§ Instructions for the task:
Reproduce the entries line for line, from the first line of the entries down through the line containing "369,179,386,210", including both of those lines and nothing after.

Entries from an annotation dataset
+--
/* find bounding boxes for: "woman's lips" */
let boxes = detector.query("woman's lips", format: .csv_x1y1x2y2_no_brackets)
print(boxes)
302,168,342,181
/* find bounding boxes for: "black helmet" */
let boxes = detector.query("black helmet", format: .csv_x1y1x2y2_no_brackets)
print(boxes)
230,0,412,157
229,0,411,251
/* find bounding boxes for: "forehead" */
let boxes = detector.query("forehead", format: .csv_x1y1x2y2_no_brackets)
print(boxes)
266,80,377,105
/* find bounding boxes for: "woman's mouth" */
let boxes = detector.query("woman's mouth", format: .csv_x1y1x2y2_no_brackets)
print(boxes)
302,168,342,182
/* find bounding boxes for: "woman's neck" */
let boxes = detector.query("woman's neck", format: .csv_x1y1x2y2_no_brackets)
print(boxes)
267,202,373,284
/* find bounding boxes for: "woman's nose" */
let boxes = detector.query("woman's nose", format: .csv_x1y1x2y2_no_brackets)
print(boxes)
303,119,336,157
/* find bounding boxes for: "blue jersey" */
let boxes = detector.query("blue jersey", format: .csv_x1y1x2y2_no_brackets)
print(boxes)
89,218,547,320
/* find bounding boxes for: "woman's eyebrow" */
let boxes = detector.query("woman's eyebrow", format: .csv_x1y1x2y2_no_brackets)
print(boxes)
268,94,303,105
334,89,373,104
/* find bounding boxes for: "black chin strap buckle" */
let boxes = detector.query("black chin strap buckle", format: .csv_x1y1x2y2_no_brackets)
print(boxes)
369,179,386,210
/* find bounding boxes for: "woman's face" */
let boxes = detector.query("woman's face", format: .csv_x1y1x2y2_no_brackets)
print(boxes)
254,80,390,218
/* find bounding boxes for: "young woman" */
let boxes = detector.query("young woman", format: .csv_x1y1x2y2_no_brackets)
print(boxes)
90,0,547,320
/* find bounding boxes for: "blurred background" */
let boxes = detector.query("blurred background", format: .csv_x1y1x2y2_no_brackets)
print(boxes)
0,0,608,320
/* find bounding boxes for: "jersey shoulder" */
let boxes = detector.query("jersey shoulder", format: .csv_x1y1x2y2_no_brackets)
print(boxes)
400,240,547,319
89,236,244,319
+--
§ Solved problem:
/* find bounding boxes for: "woman's lips" */
let boxes = detector.query("woman's lips", format: .csv_x1y1x2y2_no_brackets)
print(boxes)
302,168,342,181
/* find bounding boxes for: "black helmet" */
let boxes = detector.query("black helmet", format: .csv_x1y1x2y2_no_brackets)
print(boxes)
230,0,412,157
229,0,411,251
/* find bounding boxes for: "forehead" */
let boxes = detector.query("forehead", format: .csv_x1y1x2y2_no_brackets)
print(boxes)
266,80,377,105
/* find bounding boxes for: "woman's mouth" */
let boxes = detector.query("woman's mouth", format: .csv_x1y1x2y2_no_brackets)
print(boxes)
302,168,342,182
/* find bounding boxes for: "woman's neck" */
let boxes = detector.query("woman's neck", format: .csv_x1y1x2y2_no_brackets)
print(boxes)
267,202,373,284
/* find bounding boxes for: "woman's nose" */
let boxes = detector.query("woman's nose", format: .csv_x1y1x2y2_no_brackets)
print(boxes)
303,119,336,157
/* find bounding boxes for: "blue jersey" */
let boxes = detector.query("blue jersey", format: .csv_x1y1x2y2_no_brackets)
print(boxes)
89,218,547,320
/* find bounding boxes for: "woman's eyebrow" */
let boxes = detector.query("woman's eyebrow", format: .csv_x1y1x2y2_no_brackets)
print(boxes)
268,94,303,105
334,89,373,104
/* find bounding boxes for: "black chin strap buckle" */
let boxes = detector.query("black chin strap buckle", format: .csv_x1y1x2y2_no_brackets)
print(boxes)
369,179,386,210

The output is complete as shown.